>> START RECORDS FOR THIS TASK
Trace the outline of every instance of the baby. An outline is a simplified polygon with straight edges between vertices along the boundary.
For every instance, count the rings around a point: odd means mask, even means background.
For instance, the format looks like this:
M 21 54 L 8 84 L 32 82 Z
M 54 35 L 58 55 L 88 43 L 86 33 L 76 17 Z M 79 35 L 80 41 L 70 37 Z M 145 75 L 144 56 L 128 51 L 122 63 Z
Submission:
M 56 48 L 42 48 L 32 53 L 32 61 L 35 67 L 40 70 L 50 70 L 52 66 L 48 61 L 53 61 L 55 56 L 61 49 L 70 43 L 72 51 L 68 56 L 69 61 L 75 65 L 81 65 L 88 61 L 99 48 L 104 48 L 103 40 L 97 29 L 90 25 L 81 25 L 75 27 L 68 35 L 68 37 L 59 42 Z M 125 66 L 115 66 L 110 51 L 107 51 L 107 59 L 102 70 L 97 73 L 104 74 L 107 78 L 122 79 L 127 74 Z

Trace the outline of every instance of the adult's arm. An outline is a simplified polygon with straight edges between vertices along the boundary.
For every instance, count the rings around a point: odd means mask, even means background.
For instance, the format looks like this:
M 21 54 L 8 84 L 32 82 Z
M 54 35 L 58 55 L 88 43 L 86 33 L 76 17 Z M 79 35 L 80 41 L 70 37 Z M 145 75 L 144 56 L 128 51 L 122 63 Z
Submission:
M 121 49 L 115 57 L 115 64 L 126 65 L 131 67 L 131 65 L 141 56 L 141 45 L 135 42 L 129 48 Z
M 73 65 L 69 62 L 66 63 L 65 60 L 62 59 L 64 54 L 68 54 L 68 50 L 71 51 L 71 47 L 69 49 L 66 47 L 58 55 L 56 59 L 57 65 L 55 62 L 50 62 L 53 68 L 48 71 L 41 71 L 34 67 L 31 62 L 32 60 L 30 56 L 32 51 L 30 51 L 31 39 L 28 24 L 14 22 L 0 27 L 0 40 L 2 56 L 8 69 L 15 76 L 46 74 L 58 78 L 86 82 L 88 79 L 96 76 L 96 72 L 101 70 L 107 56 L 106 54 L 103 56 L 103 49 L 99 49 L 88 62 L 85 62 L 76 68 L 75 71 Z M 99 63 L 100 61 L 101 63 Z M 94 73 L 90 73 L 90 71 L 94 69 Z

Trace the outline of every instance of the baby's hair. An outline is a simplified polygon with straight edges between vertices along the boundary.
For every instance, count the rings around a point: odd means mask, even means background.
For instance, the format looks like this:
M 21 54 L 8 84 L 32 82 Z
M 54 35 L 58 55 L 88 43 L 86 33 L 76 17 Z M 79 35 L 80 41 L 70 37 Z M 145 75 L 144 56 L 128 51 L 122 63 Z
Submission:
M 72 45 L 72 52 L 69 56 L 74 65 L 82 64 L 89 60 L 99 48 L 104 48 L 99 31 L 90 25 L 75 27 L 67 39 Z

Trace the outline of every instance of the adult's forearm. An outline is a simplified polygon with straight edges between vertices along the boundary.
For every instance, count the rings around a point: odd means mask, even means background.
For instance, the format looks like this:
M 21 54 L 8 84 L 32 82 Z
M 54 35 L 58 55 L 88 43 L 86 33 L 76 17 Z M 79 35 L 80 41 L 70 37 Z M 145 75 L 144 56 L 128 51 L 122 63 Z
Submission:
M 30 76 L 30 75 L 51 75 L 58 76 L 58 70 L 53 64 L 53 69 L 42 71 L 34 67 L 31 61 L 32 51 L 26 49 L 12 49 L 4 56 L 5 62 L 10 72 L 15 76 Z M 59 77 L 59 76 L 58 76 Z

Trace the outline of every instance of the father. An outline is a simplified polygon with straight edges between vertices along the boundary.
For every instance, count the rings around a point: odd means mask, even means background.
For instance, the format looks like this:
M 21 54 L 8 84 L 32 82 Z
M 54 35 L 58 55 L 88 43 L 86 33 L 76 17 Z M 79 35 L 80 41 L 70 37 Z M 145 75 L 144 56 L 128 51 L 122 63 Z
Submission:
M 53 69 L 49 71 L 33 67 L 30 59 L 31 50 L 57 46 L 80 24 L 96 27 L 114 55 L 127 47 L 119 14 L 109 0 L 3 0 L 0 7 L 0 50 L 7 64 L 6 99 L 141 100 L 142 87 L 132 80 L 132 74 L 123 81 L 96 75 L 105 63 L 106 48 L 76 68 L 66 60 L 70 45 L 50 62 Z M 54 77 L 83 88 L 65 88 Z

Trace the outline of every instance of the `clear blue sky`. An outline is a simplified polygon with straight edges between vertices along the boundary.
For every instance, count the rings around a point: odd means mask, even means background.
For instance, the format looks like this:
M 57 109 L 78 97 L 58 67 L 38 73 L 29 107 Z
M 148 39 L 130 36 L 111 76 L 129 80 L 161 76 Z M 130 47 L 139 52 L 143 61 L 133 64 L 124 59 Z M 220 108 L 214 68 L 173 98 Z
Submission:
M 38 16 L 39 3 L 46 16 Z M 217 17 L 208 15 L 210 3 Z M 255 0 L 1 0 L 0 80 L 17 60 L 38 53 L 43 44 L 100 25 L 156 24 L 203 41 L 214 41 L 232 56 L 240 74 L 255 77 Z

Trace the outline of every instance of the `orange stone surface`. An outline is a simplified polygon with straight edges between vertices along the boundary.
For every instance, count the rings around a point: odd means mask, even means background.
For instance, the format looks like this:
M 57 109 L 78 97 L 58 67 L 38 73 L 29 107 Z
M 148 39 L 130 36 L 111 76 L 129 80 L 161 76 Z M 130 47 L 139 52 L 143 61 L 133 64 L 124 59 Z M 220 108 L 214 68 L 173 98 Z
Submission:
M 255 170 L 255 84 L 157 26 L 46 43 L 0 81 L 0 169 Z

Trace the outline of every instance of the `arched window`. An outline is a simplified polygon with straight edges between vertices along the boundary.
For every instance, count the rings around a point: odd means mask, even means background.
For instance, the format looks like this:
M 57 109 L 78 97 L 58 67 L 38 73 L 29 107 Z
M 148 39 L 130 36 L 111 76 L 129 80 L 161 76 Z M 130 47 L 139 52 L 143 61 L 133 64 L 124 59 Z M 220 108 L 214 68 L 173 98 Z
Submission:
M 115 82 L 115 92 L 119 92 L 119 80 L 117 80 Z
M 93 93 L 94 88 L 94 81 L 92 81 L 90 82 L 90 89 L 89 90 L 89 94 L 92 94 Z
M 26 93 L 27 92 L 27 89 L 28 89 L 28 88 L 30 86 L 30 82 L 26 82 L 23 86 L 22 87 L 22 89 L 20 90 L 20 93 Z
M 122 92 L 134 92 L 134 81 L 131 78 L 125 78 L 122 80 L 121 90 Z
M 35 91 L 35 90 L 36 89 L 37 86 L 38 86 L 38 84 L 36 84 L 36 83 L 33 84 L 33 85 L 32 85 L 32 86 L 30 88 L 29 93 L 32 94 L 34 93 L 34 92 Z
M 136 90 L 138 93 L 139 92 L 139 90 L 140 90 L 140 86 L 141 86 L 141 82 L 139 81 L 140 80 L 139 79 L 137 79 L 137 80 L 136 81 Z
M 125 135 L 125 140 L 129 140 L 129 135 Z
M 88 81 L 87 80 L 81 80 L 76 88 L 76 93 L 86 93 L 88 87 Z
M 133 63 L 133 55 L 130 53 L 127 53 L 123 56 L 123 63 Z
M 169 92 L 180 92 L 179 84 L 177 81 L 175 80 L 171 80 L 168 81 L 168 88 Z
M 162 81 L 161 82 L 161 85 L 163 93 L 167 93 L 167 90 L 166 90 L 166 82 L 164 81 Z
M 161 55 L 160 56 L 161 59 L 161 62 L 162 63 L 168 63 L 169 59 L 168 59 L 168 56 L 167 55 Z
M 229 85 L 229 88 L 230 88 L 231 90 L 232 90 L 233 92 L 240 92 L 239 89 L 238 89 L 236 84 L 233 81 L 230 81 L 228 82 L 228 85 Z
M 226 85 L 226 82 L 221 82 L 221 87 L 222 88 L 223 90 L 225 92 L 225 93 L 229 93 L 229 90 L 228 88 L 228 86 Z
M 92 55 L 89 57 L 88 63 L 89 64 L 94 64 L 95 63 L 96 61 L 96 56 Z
>> END RECORDS FOR THIS TASK
_WHAT IS EXPECTED:_ Rewrite the entries from the line with "Trace the outline of every instance of the baby's" to the line with "M 30 76 L 30", replacing "vertices" with "corner points" and leaving everything else unchanged.

_RIGHT ANSWER:_
Trace the outline of every instance of the baby's hair. An outline is a simplified polygon with straight edges between corner points along the boundary.
For every instance, count the rings around a point: odd means mask, even means background.
For instance, the format looks like this:
M 21 54 L 8 84 L 32 82 Z
M 54 35 L 58 55 L 88 43 L 86 33 L 76 17 Z M 79 35 L 80 41 L 70 37 Z M 145 75 L 144 56 L 128 51 L 122 63 Z
Submission:
M 72 45 L 72 52 L 69 56 L 74 65 L 82 64 L 89 60 L 99 48 L 104 48 L 99 31 L 90 25 L 75 27 L 67 39 Z

Trace the outline of every instance of the adult's forearm. An outline is a simplified polygon with straight edges between corner points along the boundary.
For every instance, count the rings around a point: odd means mask, even means background.
For instance, the format looks like this:
M 21 54 L 8 84 L 32 82 Z
M 54 35 L 58 55 L 88 43 L 86 33 L 76 17 Z M 79 35 L 80 41 L 70 37 Z M 145 75 L 144 56 L 128 51 L 122 63 Z
Submission:
M 30 76 L 30 75 L 51 75 L 58 76 L 58 70 L 53 64 L 53 69 L 42 71 L 34 67 L 31 61 L 32 51 L 26 49 L 12 49 L 4 56 L 5 62 L 10 72 L 15 76 Z M 59 77 L 59 76 L 58 76 Z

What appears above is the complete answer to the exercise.